- **What this task involves**:
Every record that follows should be output exactly as it is given.

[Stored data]
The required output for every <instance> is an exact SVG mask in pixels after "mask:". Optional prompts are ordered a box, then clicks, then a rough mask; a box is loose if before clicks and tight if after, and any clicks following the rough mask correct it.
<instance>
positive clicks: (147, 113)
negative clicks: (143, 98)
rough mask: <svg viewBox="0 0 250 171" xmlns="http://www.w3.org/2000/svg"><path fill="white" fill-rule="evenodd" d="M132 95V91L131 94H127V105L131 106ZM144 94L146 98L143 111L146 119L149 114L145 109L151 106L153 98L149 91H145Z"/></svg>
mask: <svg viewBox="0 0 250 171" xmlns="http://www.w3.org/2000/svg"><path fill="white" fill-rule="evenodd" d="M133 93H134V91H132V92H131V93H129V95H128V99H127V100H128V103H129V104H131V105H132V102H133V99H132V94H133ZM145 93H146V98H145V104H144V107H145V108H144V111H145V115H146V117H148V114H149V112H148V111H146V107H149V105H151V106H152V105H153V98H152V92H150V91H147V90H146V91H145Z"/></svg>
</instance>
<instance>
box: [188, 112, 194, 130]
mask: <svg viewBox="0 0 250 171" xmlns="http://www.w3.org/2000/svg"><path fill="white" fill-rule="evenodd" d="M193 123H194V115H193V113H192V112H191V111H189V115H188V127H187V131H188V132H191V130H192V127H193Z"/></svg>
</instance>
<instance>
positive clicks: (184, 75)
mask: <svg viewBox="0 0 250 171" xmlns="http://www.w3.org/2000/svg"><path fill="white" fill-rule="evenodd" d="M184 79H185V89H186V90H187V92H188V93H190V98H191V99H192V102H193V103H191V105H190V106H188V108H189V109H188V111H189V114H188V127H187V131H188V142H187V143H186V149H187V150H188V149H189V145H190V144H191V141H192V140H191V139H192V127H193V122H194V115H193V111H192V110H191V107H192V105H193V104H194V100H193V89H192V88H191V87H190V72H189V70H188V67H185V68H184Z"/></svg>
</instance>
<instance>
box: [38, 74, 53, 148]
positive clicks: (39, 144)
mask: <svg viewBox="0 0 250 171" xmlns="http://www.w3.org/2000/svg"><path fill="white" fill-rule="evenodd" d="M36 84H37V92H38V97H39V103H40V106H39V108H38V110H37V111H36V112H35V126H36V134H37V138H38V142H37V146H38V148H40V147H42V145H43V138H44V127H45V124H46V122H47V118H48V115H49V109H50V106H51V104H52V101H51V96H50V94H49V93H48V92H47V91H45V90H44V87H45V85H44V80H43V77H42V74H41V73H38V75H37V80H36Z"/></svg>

- **Answer to this task**:
The required output for every <instance> is an exact SVG mask in pixels after "mask:". Optional prompts are ordered a box, then clicks, then a rough mask; a box is loose if before clicks and tight if after, and any clicks following the rough mask correct it.
<instance>
positive clicks: (147, 113)
negative clicks: (143, 98)
rough mask: <svg viewBox="0 0 250 171" xmlns="http://www.w3.org/2000/svg"><path fill="white" fill-rule="evenodd" d="M132 95V91L131 94H127V105L131 106ZM144 94L146 98L143 111L146 119L149 114L145 109L151 106L153 98L149 91H145Z"/></svg>
mask: <svg viewBox="0 0 250 171" xmlns="http://www.w3.org/2000/svg"><path fill="white" fill-rule="evenodd" d="M133 93H134V91H132V92H131V93H129V95H128V99H127V100H128V103H129V104H131V105H132V102H133V99H132V94H133ZM145 93H146V98H145V104H144V107H145V108H144V111H145V115H146V117H148V114H149V112H148V111H146V107H149V105H151V106H152V105H153V98H152V92H150V91H147V90H146V91H145Z"/></svg>
</instance>
<instance>
box: [188, 112, 194, 130]
mask: <svg viewBox="0 0 250 171" xmlns="http://www.w3.org/2000/svg"><path fill="white" fill-rule="evenodd" d="M193 123H194V115H193V113H192V112H191V111H189V115H188V127H187V131H188V132H191V130H192V127H193Z"/></svg>
</instance>
<instance>
positive clicks: (184, 75)
mask: <svg viewBox="0 0 250 171" xmlns="http://www.w3.org/2000/svg"><path fill="white" fill-rule="evenodd" d="M184 79H185V89H186V90H187V92H188V93H190V98H191V99H192V102H193V103H191V105H190V106H188V108H189V109H188V111H189V114H188V127H187V131H188V142H187V143H186V149H187V150H188V149H189V145H190V144H191V141H192V140H191V139H192V127H193V122H194V115H193V111H192V110H191V107H192V105H193V104H194V100H193V89H192V88H191V87H190V72H189V70H188V67H185V68H184Z"/></svg>
</instance>
<instance>
box: [38, 74, 53, 148]
positive clicks: (39, 144)
mask: <svg viewBox="0 0 250 171" xmlns="http://www.w3.org/2000/svg"><path fill="white" fill-rule="evenodd" d="M36 84H37V92H38V97H39V103H40V106H39V108H38V110H37V111H36V112H35V126H36V134H37V138H38V142H37V146H38V148H40V147H42V145H43V138H44V127H45V124H46V122H47V118H48V115H49V109H50V106H51V104H52V101H51V96H50V94H49V93H48V92H47V91H45V90H44V87H45V85H44V80H43V77H42V74H41V73H38V75H37V80H36Z"/></svg>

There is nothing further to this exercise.